What is expected — Extend the article below on payments platforms offering working capital to small businesses, starting right after its last sentence.

Supplied text —

Small Businesses Get Working Capital Boost From Payments Platforms

small business

It’s a given that smaller businesses have a hard time getting the capital they need.

As noted here in recent PYMNTS coverage, big banks’ approval rate for business loans dipped to just below 15%, a 10-month low. And as we found in the recent report “Digital Banking Rises to Meet SMB Needs,” 24% of small and medium-sized businesses (SMBs) are concerned with finding affordable funding, creating an existential threat for many owners.

The gap is being filled through digital channels, and increasingly, by platforms where merchants onboard to serve their end customers, to facilitate commerce online and offline. The platform model serves as a good springboard for forging a strong ecosystem for smaller merchants to tap the funding they need. The platforms themselves have the data on transactions and merchant growth that can help increase confidence in underwriting risk. And there can be payback mechanisms tied to sales — where daily repayments can be debited from the merchant based on daily sales.

Working Capital Loans Gain Momentum

The recent earnings results and data from filings from the likes of Shopify and PayPal underscore the appeal of these loans for merchants.

In its earnings reported this week, and as detailed by PYMNTS reporting, Shopify has said its Shopify Capital offering is available in four countries — and said, too, that in the latest quarter it advanced  nearly $400 million, up 21% from the same period last year. The cumulative amount advanced to merchants since the launch of Shopify Capital in 2016 now comes to nearly $4.7 billion.

Stored data —
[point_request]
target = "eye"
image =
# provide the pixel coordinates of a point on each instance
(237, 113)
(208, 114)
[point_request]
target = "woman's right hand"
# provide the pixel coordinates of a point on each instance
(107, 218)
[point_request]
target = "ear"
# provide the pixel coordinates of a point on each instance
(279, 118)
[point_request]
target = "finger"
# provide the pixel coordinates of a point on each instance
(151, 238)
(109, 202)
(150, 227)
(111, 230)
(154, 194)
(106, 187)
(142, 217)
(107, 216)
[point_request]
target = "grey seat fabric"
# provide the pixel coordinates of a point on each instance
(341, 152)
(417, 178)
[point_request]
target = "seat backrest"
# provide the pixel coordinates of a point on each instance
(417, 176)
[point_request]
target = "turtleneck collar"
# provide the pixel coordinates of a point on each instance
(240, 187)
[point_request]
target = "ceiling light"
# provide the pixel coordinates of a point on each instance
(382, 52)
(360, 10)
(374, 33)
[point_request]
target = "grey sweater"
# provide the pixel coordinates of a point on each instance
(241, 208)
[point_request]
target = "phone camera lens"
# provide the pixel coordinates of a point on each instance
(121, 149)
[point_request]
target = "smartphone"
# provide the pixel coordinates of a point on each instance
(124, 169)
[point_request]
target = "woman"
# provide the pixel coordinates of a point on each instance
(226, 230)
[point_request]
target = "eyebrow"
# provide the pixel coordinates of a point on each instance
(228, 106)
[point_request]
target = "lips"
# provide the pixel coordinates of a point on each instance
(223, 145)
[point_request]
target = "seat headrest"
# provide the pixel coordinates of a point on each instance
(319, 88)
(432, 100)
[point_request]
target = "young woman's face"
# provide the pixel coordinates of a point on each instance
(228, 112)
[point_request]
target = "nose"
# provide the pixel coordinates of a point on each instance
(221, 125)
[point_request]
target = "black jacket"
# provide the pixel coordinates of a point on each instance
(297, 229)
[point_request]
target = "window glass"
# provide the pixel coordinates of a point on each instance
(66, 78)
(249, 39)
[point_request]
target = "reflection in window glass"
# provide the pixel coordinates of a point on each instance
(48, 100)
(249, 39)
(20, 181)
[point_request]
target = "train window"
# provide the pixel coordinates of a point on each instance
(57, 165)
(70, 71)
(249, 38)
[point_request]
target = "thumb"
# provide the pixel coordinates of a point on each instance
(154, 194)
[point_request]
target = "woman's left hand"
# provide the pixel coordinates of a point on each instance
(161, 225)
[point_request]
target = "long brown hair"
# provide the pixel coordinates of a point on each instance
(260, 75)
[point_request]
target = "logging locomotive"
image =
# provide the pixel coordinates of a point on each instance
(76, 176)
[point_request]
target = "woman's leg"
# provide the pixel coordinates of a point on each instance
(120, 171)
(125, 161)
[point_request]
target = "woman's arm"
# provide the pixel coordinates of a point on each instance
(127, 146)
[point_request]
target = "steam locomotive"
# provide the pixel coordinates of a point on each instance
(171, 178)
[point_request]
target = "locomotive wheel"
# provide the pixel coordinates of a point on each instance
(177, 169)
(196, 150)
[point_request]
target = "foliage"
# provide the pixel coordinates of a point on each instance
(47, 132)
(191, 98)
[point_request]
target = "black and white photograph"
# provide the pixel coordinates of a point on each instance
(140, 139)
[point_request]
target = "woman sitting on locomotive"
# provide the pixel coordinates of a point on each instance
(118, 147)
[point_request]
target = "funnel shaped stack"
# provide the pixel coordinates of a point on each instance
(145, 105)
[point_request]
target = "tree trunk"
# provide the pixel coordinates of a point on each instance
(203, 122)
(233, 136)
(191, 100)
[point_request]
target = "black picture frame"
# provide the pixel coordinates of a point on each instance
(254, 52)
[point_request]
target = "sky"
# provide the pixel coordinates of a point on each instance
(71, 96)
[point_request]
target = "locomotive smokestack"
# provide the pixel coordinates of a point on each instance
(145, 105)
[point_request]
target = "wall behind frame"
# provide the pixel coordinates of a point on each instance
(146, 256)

Your response —
In remarks to analysts, Shopify President Harley Finkelstein said that the capital offering has “acted as a lifeline for merchants, especially through the pandemic and this tough macro environment, allowing them to conveniently access capital when they need it most.” He noted that more merchants accepted Capital in Q4 compared to the same period last year, “including a greater number of Plus merchants.”

As for PayPal, though the latest earnings call did not break out activity related to its business lending and working capital programs, delving into the company’s SEC filings shows that its merchant financing business shows merchant loans, advances, and interest and fees receivable outstanding at $2.1 billion at the end of last year, up 48% from the previous year. “The increase in merchant loans, advances and interest and fees receivable outstanding was due primarily to growth in our PayPal Business Loan products in the U.S.,” the company said.

And the vast majority — about 86% of the receivables — were tied to U.S.-based merchants.

In terms of the mechanics of the loans, PayPal noted the funds are advanced for a fixed fee and based on merchant’s annual payment volume processed by PayPal. Additional details from the company’s second-quarter results give a snapshot of working capital demand from SMBs. The company said that PayPal Working Capital (PayPal Funding Pro) had expanded to France and the Netherlands. And in that update, the company said that since PayPal Working Capital launched in 2013, the company had provided SMBs access to more than $25.6B in capital through over 1.3 million loans in the U.S., Australia, U.K. and Germany, per company filings.

The banks may be hesitant to lend — the platforms are stepping in to fill a void.